United States District Court, N.D. Illinois, Eastern Division
Nov 3, 2006
No. 05 C 6212 (N.D. Ill. Nov. 3, 2006)

Opinion

No. 05 C 6212.

November 3, 2006.


MEMORANDUM OPINION AND ORDER


Brenda Mote ("Mote") brings this action under a provision of the Employee Retirement Income Security Act of 1974 ("ERISA"), 29 U.S.C. § 1132(a)(1)(B). Mote seeks reinstatement of disability payments under that ERISA section pursuant to the Arthur Andersen LLP Group Long Term Disability Insurance Plan ("Plan"), as underwritten by Aetna Life Insurance Company ("Aetna"). Although Mote has named both the Plan and Aetna as defendants, Aetna is not a proper party under Blickenstaff v. R.R. Donnelley Sons Co. Short Term Disability Plan, 378 F.3d 669, 674 (7th Cir. 2004), which held that a claim for ERISA benefits "generally is limited to a suit against the Plan." To be sure, Aetna collected all of Mote's medical information, made all of the determinations about her medical condition and communicated those decisions to Mote, but it did so as agent for and on behalf of the Plan. Hence this Court is obligated to attribute Aetna's decision-making process to the Plan (see Blickenstaff, 378 F.3d at 672 n. 1). Mote's claim against Aetna is therefore dismissed.

All further ERISA provisions are cited "Section ___," using the Title 29 numbering.

Although Mote's able counsel adduces some caselaw (principally nonprecedential district court opinions) that point in the opposite direction, a different ruling would make no difference because Mote loses on the merits in any event.

As between Mote and the Plan, each has now moved for summary judgment under Fed.R.Civ.P. ("Rule") 56 and has relatedly complied with this District Court's LR 56.1. Their cross-motions are fully briefed and ready for decision. For the reasons stated in this memorandum opinion and order, the Plan's motion is granted, Mote's motion is denied and this action is dismissed.

Mote suggests alternatively, though without a separate motion, that this Court should apply Rule 52, which allows the Court to weigh the evidence and enter findings of fact and conclusions of law — thus essentially conducting a bench trial or a trial on the papers. Rule 52 does authorize a trial court to enter a judgment on a stipulated record (Sherwood v. Wash. Post, 871 F.2d 1144, 1147 n. 4 (7th Cir. 1989)), but here the Plan has not consented to a bench trial, preferring to have this Court render an opinion on summary judgment.

Study questions:
a: Answer these from the court opinion:
(i) Under which statutory provision does Mote bring this action?
(ii) Which case held that a claim for ERISA benefits "generally is limited to a suit against the Plan"?
(iii) Which rule does Mote alternatively suggest the Court should apply?
b: Please echo a passage of the court opinion word for word, starting with "Although Mote's able" and going on through "action is dismissed.".
Rely on the court opinion alone.

Dataset records:

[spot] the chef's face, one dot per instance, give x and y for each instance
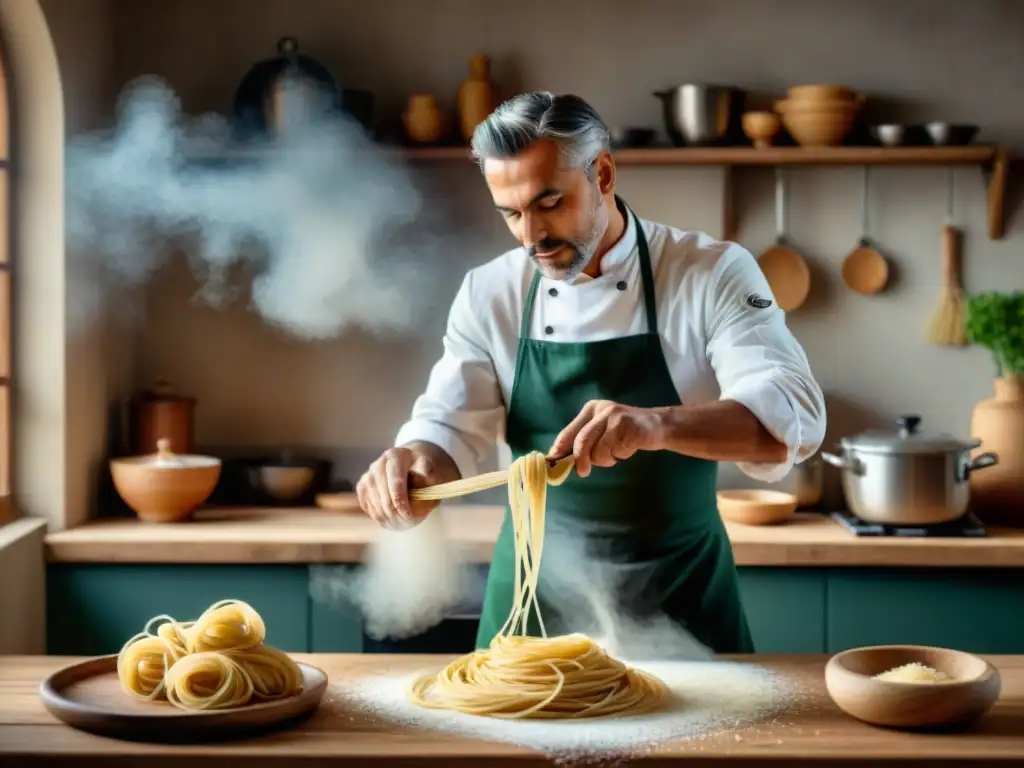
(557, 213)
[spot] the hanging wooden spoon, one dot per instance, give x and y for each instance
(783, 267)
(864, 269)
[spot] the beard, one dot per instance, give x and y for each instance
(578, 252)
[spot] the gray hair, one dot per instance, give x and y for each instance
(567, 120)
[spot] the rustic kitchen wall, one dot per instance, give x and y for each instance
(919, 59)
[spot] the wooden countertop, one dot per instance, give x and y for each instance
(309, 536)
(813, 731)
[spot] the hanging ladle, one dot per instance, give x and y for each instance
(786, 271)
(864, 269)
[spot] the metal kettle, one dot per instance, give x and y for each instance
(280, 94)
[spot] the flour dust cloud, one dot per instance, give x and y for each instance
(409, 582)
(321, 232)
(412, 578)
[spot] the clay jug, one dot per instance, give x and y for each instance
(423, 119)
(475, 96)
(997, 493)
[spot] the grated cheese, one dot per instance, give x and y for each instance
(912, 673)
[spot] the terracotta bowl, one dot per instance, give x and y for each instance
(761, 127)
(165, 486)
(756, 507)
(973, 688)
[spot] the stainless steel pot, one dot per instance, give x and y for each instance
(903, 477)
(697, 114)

Task-by-task results:
a:
(i) 29 U.S.C. § 1132(a)(1)(B)
(ii) Blickenstaff v. R.R. Donnelley Sons Co. Short Term Disability Plan, 378 F.3d 669, 674 (7th Cir. 2004)
(iii) Rule 52

b:
Although Mote's able counsel adduces some caselaw (principally nonprecedential district court opinions) that point in the opposite direction, a different ruling would make no difference because Mote loses on the merits in any event.

As between Mote and the Plan, each has now moved for summary judgment under Fed.R.Civ.P. ("Rule") 56 and has relatedly complied with this District Court's LR 56.1. Their cross-motions are fully briefed and ready for decision. For the reasons stated in this memorandum opinion and order, the Plan's motion is granted, Mote's motion is denied and this action is dismissed.